• _TASK INPUT_
— start —
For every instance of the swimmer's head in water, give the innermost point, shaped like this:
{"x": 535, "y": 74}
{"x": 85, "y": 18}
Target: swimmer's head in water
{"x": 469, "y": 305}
— end —
• _REQUIREMENTS_
Rewrite the rows above as a numbered list, leaving out any blank lines.

• _RESULT OF THIS EXERCISE_
1. For every instance of the swimmer's head in water, give the innermost point, shaped like this:
2. {"x": 535, "y": 74}
3. {"x": 85, "y": 18}
4. Target: swimmer's head in water
5. {"x": 469, "y": 305}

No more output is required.